# [The problem]
Return every entry exactly as it is written in the listing.

# [Data for this task]
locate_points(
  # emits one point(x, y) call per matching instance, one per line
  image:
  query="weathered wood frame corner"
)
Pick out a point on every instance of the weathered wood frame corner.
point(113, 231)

# [Answer section]
locate_points(
  # emits one point(x, y) call per matching instance, one per line
  image:
  query="weathered wood frame corner"
)
Pick out a point on every instance of the weathered wood frame corner.
point(113, 231)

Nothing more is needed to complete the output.